AIM OF THE TASK:
Under this line is some data; print exactly the lines from the one containing "Reviewer note: every instance of the pier decking" through its last line, without pictures.

::::

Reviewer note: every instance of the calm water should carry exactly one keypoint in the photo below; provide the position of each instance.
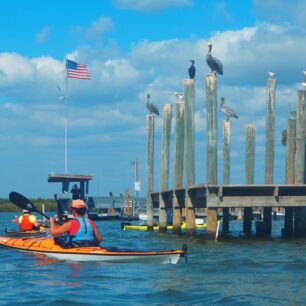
(234, 271)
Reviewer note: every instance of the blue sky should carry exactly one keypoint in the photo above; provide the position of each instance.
(133, 47)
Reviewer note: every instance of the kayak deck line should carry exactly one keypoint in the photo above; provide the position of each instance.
(48, 247)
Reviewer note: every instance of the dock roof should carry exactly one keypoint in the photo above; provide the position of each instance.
(59, 178)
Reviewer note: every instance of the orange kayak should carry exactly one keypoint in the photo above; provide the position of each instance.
(48, 247)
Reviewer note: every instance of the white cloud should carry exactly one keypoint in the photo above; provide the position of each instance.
(96, 29)
(292, 11)
(150, 5)
(43, 35)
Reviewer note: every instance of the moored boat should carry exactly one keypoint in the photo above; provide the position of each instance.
(49, 248)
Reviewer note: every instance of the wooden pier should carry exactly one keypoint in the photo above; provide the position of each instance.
(212, 197)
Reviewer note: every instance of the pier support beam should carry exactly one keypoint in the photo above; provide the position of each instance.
(150, 170)
(226, 166)
(164, 165)
(299, 218)
(178, 166)
(290, 170)
(249, 174)
(270, 139)
(189, 97)
(211, 146)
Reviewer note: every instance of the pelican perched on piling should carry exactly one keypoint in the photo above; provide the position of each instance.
(214, 64)
(191, 70)
(227, 111)
(152, 108)
(178, 95)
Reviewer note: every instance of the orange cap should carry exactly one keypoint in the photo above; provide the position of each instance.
(78, 203)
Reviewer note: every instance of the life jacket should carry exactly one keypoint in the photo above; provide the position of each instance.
(85, 232)
(26, 224)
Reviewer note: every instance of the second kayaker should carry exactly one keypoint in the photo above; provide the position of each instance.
(79, 231)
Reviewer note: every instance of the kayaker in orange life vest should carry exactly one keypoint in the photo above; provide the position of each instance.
(78, 231)
(28, 222)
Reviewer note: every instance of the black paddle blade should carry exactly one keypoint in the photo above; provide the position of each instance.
(21, 201)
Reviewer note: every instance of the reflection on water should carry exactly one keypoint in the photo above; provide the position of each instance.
(231, 271)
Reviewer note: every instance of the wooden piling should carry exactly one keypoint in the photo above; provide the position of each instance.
(164, 165)
(178, 165)
(249, 174)
(270, 139)
(290, 170)
(189, 97)
(150, 170)
(299, 218)
(211, 146)
(226, 167)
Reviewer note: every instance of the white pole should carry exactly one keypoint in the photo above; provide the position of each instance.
(66, 125)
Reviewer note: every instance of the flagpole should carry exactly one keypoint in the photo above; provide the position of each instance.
(66, 124)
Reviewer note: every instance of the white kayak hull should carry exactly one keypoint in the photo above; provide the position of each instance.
(160, 259)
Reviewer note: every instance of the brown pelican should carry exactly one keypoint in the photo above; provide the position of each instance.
(192, 70)
(152, 108)
(214, 64)
(177, 95)
(227, 111)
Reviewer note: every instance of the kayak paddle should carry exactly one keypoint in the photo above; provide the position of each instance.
(24, 203)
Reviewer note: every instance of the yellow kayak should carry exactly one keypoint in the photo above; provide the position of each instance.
(127, 227)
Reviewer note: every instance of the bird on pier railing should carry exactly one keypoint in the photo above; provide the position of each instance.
(214, 64)
(152, 108)
(178, 95)
(272, 75)
(227, 111)
(191, 70)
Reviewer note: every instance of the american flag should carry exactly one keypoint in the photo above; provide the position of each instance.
(77, 71)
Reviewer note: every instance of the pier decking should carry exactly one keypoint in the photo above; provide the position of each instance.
(213, 197)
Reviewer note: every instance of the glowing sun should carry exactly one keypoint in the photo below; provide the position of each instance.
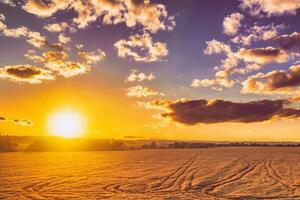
(66, 124)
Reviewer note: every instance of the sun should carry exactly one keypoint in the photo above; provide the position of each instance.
(66, 124)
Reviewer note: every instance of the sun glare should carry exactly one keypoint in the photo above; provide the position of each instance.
(66, 124)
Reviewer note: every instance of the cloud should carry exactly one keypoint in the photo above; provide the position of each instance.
(232, 23)
(134, 76)
(278, 81)
(21, 122)
(8, 2)
(92, 57)
(140, 91)
(216, 47)
(270, 7)
(57, 61)
(56, 27)
(289, 42)
(141, 48)
(263, 55)
(257, 32)
(63, 39)
(41, 9)
(25, 73)
(192, 112)
(34, 38)
(150, 16)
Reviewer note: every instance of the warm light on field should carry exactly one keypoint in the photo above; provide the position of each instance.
(66, 124)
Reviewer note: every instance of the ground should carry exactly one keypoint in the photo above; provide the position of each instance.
(213, 173)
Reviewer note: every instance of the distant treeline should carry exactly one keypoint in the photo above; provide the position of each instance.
(40, 144)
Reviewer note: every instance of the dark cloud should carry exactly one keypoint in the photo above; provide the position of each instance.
(289, 42)
(274, 81)
(133, 137)
(281, 79)
(193, 112)
(25, 73)
(21, 122)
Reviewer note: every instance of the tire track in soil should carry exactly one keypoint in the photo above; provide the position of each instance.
(250, 167)
(272, 173)
(178, 177)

::::

ANSWER TO THIS PROBLEM:
Reviewer note: every instance of the pier decking should carry exactly one keypoint in the photo above; provide the position of each instance.
(213, 197)
Reviewer note: every instance of the glowing sun should carry exactly one keypoint in the photo below; provide the position of each instance.
(66, 124)
Reviewer note: every instance of the sun should carry exactly one keypoint in the photo above; provide the position of each instance.
(66, 124)
Reviewer note: every instance of the sun glare should carry exactly one keypoint in the photo above; provide the position of each instance.
(66, 124)
Reviewer note: every instance of the cloud should carry exactly one keypoint in the photo above; provide the position of each instance.
(232, 23)
(134, 76)
(278, 81)
(21, 122)
(8, 2)
(92, 57)
(140, 91)
(216, 47)
(270, 7)
(57, 61)
(56, 27)
(289, 42)
(141, 48)
(263, 55)
(257, 32)
(63, 39)
(41, 9)
(25, 73)
(192, 112)
(34, 38)
(150, 16)
Reviewer note: every instance of the warm light on field should carry exactly one keypoint in the photo above; provide the position of each instance.
(66, 124)
Reviewer note: every instance of the ground should carry exactly one keypoint in the photo above; provide the position of each instance.
(213, 173)
Reviewer note: every instance of the distant treeline should carry exactly one keypoint in the photo above; provide the position of each instance.
(40, 144)
Reviewer note: every instance of the dark cloud should carry exactly one keypoint in the photo above; provide the position of each instance.
(289, 42)
(274, 81)
(133, 137)
(281, 79)
(193, 112)
(25, 73)
(21, 122)
Reviewer note: every instance of the tire track in soil should carry exactly one keypoint in the photo above; provide the position of each instance.
(250, 167)
(272, 173)
(178, 177)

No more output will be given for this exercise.